Return the whole listing, line for line, without the pictures in it.

%%

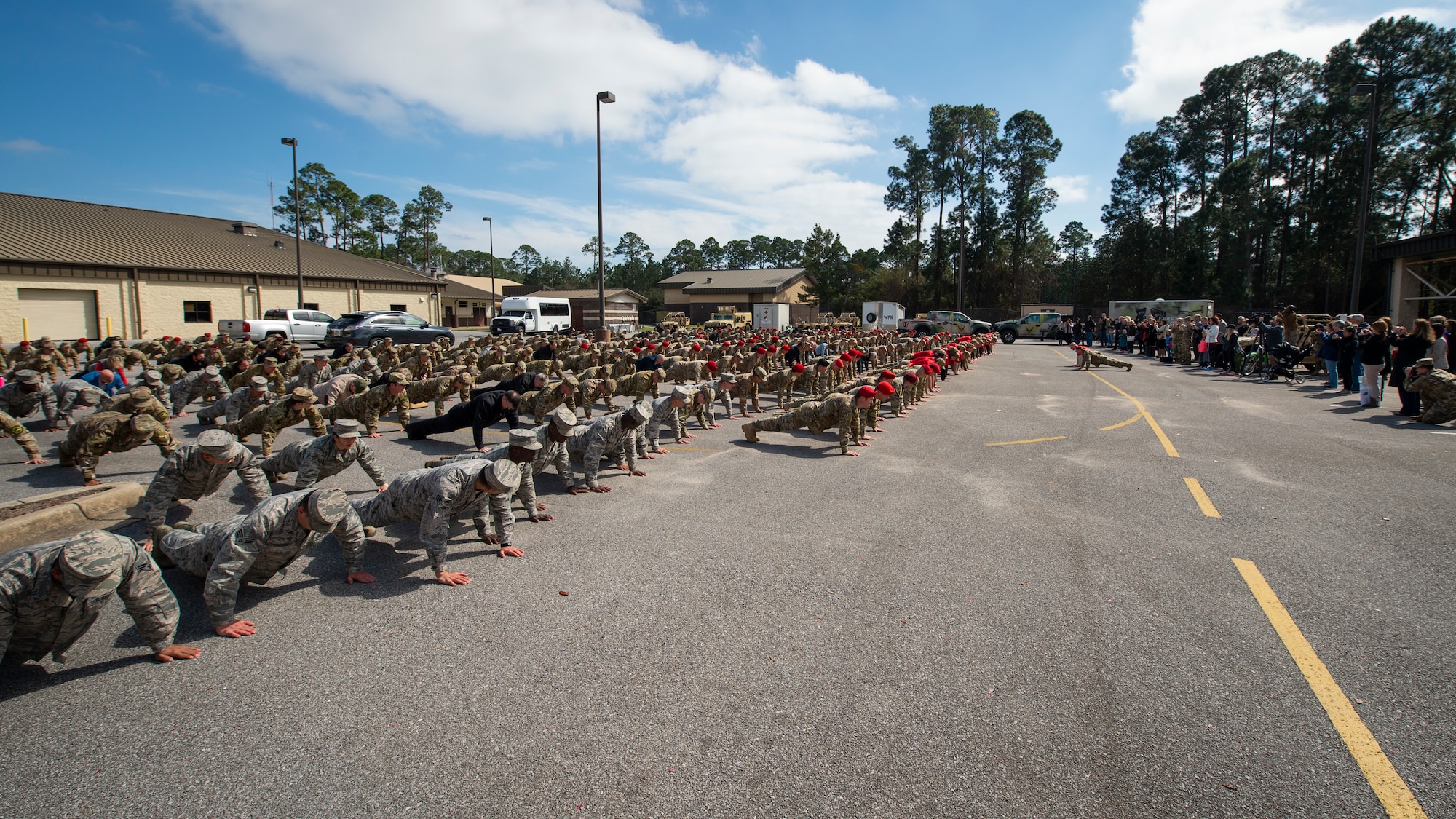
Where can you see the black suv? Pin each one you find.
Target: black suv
(371, 328)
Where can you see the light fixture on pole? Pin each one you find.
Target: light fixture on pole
(1374, 92)
(298, 218)
(488, 221)
(604, 334)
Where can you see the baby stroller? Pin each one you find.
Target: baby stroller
(1285, 362)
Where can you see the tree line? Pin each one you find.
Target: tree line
(1250, 193)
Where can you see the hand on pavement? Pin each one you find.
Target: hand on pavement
(177, 653)
(238, 628)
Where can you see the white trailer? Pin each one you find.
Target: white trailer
(882, 315)
(771, 317)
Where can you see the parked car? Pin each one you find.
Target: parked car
(531, 315)
(295, 325)
(371, 328)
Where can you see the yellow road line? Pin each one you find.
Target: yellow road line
(1163, 438)
(1205, 503)
(1384, 780)
(1029, 440)
(1139, 417)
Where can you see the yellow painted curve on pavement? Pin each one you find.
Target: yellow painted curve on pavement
(1382, 775)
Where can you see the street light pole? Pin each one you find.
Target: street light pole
(604, 334)
(298, 218)
(493, 263)
(1374, 92)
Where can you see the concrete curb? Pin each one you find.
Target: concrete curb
(117, 505)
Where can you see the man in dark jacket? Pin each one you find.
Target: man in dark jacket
(483, 411)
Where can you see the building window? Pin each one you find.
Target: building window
(197, 312)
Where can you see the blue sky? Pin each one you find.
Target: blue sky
(733, 119)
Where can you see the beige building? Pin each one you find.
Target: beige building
(701, 292)
(75, 270)
(470, 301)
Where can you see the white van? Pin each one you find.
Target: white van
(531, 315)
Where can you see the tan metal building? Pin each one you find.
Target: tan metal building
(701, 292)
(75, 270)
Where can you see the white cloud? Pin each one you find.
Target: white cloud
(746, 151)
(25, 146)
(1071, 189)
(1176, 43)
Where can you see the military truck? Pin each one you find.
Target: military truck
(1032, 325)
(938, 321)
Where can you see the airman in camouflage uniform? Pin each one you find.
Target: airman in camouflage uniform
(253, 548)
(138, 400)
(368, 407)
(269, 371)
(103, 433)
(324, 458)
(52, 595)
(196, 385)
(838, 410)
(439, 389)
(72, 395)
(1438, 391)
(240, 403)
(435, 497)
(197, 470)
(279, 416)
(612, 435)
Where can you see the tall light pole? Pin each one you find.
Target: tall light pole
(604, 334)
(493, 263)
(298, 218)
(1374, 92)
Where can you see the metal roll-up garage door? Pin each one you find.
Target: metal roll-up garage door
(60, 314)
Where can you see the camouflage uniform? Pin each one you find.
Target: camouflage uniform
(435, 497)
(276, 379)
(277, 417)
(238, 404)
(368, 407)
(138, 401)
(253, 548)
(41, 615)
(74, 394)
(186, 475)
(1438, 391)
(590, 442)
(438, 389)
(320, 458)
(199, 384)
(103, 433)
(818, 416)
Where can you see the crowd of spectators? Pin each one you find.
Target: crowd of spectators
(1359, 356)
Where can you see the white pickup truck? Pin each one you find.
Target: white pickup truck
(295, 325)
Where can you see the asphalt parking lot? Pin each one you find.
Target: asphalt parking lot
(1014, 604)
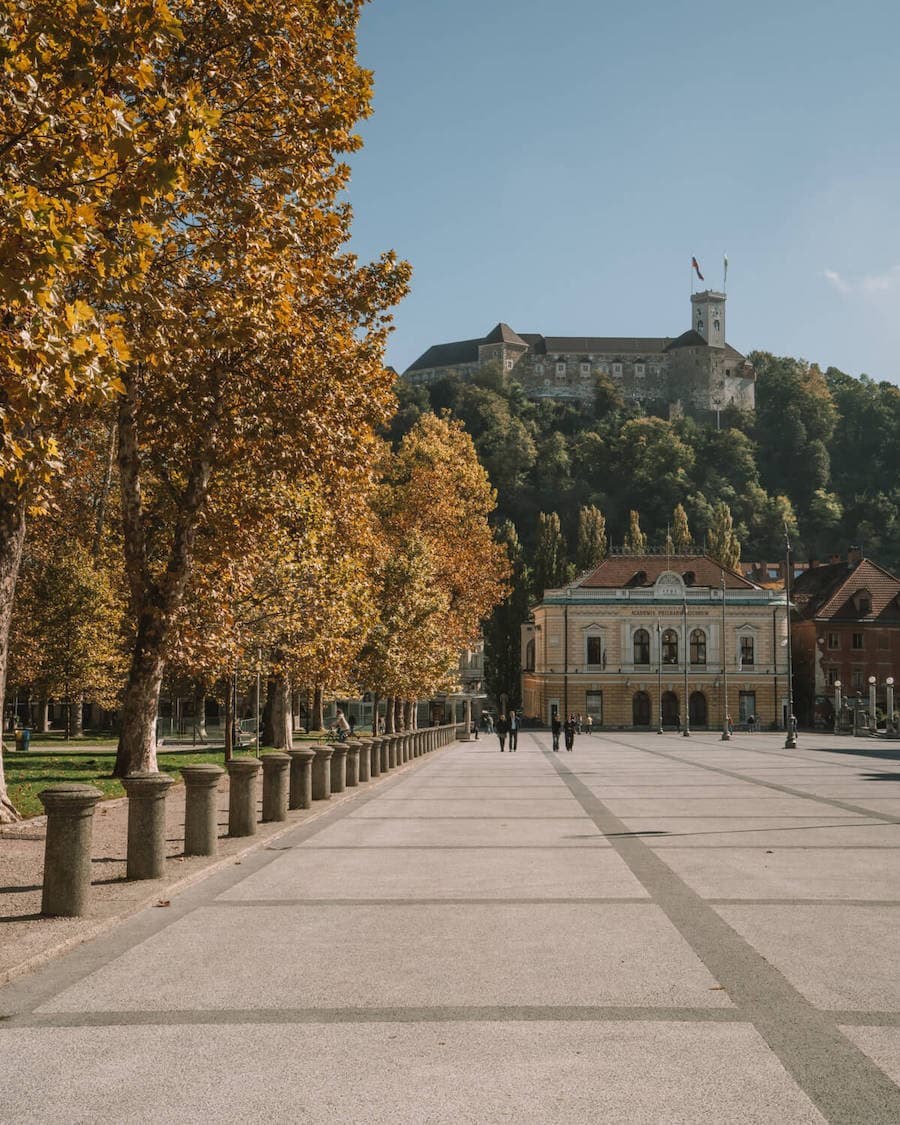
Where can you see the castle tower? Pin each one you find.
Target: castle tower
(708, 316)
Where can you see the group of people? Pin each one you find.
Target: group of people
(568, 729)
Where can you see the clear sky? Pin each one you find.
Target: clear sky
(557, 164)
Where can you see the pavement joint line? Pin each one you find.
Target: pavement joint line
(42, 969)
(435, 1015)
(858, 809)
(838, 1078)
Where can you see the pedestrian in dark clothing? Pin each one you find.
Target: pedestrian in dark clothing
(513, 725)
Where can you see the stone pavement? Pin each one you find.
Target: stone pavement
(650, 929)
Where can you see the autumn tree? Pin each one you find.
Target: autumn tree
(635, 541)
(721, 541)
(258, 339)
(92, 136)
(550, 564)
(591, 545)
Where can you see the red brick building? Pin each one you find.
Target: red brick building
(846, 628)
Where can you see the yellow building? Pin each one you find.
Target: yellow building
(629, 641)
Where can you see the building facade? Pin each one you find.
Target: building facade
(846, 630)
(645, 640)
(696, 372)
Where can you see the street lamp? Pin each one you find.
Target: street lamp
(873, 723)
(726, 731)
(686, 730)
(790, 741)
(837, 707)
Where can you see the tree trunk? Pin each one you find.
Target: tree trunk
(268, 723)
(137, 740)
(376, 704)
(318, 711)
(12, 507)
(77, 716)
(285, 729)
(389, 716)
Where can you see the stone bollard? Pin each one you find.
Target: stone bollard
(375, 757)
(200, 808)
(322, 774)
(242, 795)
(146, 824)
(300, 795)
(68, 848)
(276, 776)
(353, 748)
(339, 767)
(365, 761)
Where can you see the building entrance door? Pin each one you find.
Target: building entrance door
(669, 709)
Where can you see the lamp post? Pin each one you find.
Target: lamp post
(726, 731)
(873, 723)
(659, 677)
(686, 728)
(790, 741)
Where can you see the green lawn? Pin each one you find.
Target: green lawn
(28, 773)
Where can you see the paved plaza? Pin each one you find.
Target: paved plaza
(649, 929)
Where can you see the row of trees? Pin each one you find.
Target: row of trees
(190, 352)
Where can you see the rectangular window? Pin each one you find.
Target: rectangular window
(594, 707)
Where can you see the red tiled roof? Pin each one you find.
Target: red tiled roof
(632, 570)
(836, 602)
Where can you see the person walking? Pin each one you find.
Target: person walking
(513, 723)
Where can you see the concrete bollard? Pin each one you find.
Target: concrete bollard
(353, 748)
(146, 824)
(322, 774)
(68, 848)
(365, 759)
(276, 783)
(200, 808)
(339, 767)
(300, 794)
(242, 795)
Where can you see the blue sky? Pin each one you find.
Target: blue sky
(556, 165)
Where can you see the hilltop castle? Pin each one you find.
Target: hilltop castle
(695, 372)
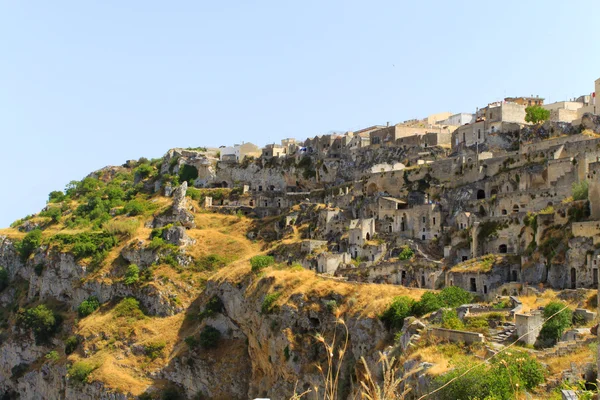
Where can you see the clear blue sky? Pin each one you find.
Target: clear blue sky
(84, 84)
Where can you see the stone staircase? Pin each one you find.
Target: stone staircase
(505, 333)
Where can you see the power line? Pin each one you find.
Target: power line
(494, 355)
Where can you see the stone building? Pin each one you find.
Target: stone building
(274, 150)
(564, 111)
(525, 101)
(239, 152)
(458, 119)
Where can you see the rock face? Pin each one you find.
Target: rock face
(176, 235)
(179, 213)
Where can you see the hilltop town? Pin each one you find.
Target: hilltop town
(428, 246)
(453, 187)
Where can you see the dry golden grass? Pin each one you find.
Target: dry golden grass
(533, 302)
(107, 341)
(480, 264)
(444, 356)
(557, 365)
(366, 300)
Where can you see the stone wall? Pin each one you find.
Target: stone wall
(529, 323)
(458, 336)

%%

**OUTPUT:**
Where can you see the black suv? Pin each one you find.
Target: black suv
(371, 328)
Where can you see the light fixture on pole? Pin each one you find.
Target: light fixture on pole
(1374, 92)
(298, 218)
(488, 221)
(604, 334)
Where can you see the baby stroller? Pin each one you find.
Target: baby stroller
(1285, 362)
Where can you see the tree line? Pin each one you find.
Target: tree line
(1250, 193)
Where can you see the hand on pavement? Pin each one you find.
Target: hand on pavement
(177, 653)
(238, 628)
Where can you see the white trailer? Pin each one you find.
Target: white trailer
(882, 315)
(771, 317)
Where can you see the parked car? Pin each one you find.
Target: parked car
(531, 315)
(295, 325)
(371, 328)
Where can you see the yellow road line? Pin each one you find.
Target: yellow road line
(1163, 438)
(1205, 503)
(1384, 780)
(1029, 440)
(1139, 417)
Where can you see the yellow painted curve on pavement? Pin each one you find.
Target: yellow painted curve on pavement
(1382, 775)
Where can you see the street light pole? Pin each one you find.
Target: street light pole
(604, 334)
(298, 218)
(493, 263)
(1374, 92)
Where can you see the concrete curb? Pin each one you find.
Target: concrete curb
(117, 505)
Where can you see the man in dark jacket? Pin each one you find.
Target: man in dark jacket
(483, 411)
Where can you see the building window? Pin each one you find.
Target: building window
(197, 312)
Where can you see the blue sky? Pin each one you find.
Target: blue sky
(733, 119)
Where can you see the beige building? Pin each one you find.
Target: beige building
(701, 292)
(75, 270)
(470, 301)
Where can you see the white van? Pin each one you find.
Target: white van
(531, 315)
Where can you see the tan metal building? Pin each one you find.
Target: tan metal building
(701, 292)
(75, 270)
Where can you see the white cloud? Pin each one you find.
Target: white cloud
(746, 151)
(25, 146)
(1071, 189)
(1176, 43)
Where can you see the military truck? Pin each one you find.
Target: military truck
(1032, 325)
(938, 321)
Where can you see the airman in camouflage uniform? Pin each one you find.
Target: airman in camouflage uniform
(253, 548)
(138, 400)
(368, 407)
(269, 371)
(103, 433)
(324, 458)
(52, 595)
(196, 385)
(838, 410)
(439, 389)
(72, 395)
(1438, 391)
(240, 403)
(435, 497)
(197, 470)
(279, 416)
(612, 435)
Where can you see the tall light pole? Pin each one you find.
Target: tall light pole
(604, 334)
(493, 263)
(298, 218)
(1374, 92)
Where can you see the metal roll-up garage door? Pin each one you find.
Target: metal roll-up garage door
(60, 314)
Where can you see the camouflage uniform? Pin each one you find.
Target: camouflage uniform
(435, 497)
(276, 379)
(277, 417)
(238, 404)
(368, 407)
(138, 401)
(253, 548)
(41, 615)
(74, 394)
(186, 475)
(1438, 391)
(590, 442)
(438, 389)
(320, 458)
(199, 384)
(103, 433)
(818, 416)
Where can you see the crowd of spectators? Pin each one you find.
Target: crowd of spectators
(1359, 356)
Where can you see the white pickup truck? Pin each one you find.
Target: white pickup truck
(295, 325)
Where can you see the asphalt parking lot? Pin each one you find.
Target: asphalt parking lot
(1014, 604)
Where can you see the castle tower? Pin each one you find.
Target: castle tower
(708, 316)
Where can you see the group of people? Pin each one you find.
Target: group of people
(568, 729)
Where can you see the clear sky? Pin each one you find.
Target: clear sky
(557, 164)
Where can you see the pavement joint line? Pin each one you find.
Target: pavement joint line
(42, 969)
(435, 1015)
(858, 809)
(838, 1078)
Where can you see the pedestrian in dark clothing? Pin each one you find.
Target: pedestrian in dark clothing
(513, 725)
Where can you see the stone pavement? Pin each one you find.
Target: stone pavement
(650, 929)
Where can you see the autumn tree? Pin each one you find.
Target: autumn tree
(635, 541)
(721, 541)
(258, 339)
(92, 136)
(550, 564)
(591, 545)
Where can you see the red brick building? Pin each one you find.
Target: red brick building
(846, 628)
Where can you see the yellow building? Pin each one you find.
Target: yellow building
(629, 641)
Where can you see the building facade? Pin each one you find.
Target: building facade
(846, 630)
(645, 640)
(696, 372)
Where can you see the street lamp? Pin each one you find.
Target: street lamp
(873, 723)
(726, 731)
(686, 730)
(790, 741)
(837, 707)
Where can you see the tree trunk? Pin each one you find.
Target: tree trunk
(268, 723)
(137, 740)
(376, 704)
(318, 711)
(12, 507)
(77, 716)
(285, 729)
(389, 716)
Where can you see the stone bollard? Pin each one you find.
Target: stone bollard
(375, 757)
(200, 808)
(322, 774)
(242, 795)
(146, 824)
(300, 795)
(68, 848)
(276, 776)
(353, 748)
(339, 767)
(365, 761)
Where can you see the building entrance door? Pin each one you find.
Target: building entrance door
(669, 709)
Where can you see the lamp post? Pin each one you find.
Target: lamp post
(726, 731)
(873, 723)
(659, 677)
(686, 728)
(790, 741)
Where can you see the green lawn? Pin each one you find.
Target: green lawn
(28, 773)
Where can you see the paved plaza? Pin each one you find.
Target: paved plaza
(649, 929)
Where can you see the row of trees? Pin each one you find.
Target: row of trees
(190, 352)
Where can you see the rectangular window? Pin each one you find.
Target: rectangular window
(594, 707)
Where can you see the red tiled roof? Pin each one you find.
Target: red tiled roof
(632, 570)
(836, 602)
Where can you see the person walking? Pin each one you find.
Target: person walking
(513, 723)
Where can you see the concrete bollard? Pin each one you find.
Target: concrete bollard
(353, 748)
(146, 824)
(322, 774)
(68, 848)
(365, 759)
(276, 783)
(200, 808)
(339, 767)
(300, 794)
(242, 795)
Where can you see the blue sky? Pin each one you find.
Target: blue sky
(556, 165)
Where can you see the hilltop castle? Pin each one you find.
Target: hilltop castle
(695, 372)
Where can you see the clear blue sky? Pin each one you find.
Target: clear blue sky
(84, 84)
Where can you see the stone staircase? Pin each one you find.
Target: stone staircase
(505, 333)
Where can you see the power line? Pin each one you find.
Target: power line
(494, 355)
Where can you see the stone building? Pin each one you find.
Target: stone building
(274, 150)
(564, 111)
(525, 101)
(239, 152)
(458, 119)
Where can you see the rock face? Pin each one you find.
Target: rock face
(176, 235)
(179, 213)
Where can you see the hilltop town? Pin each one you find.
Target: hilltop town
(428, 246)
(453, 187)
Where can you see the dry golden grass? Pin each one you find.
Target: dry golden grass
(533, 302)
(107, 341)
(480, 264)
(444, 356)
(557, 365)
(366, 300)
Where can you see the stone wall? Pin each one you find.
Target: stone wall
(529, 323)
(458, 336)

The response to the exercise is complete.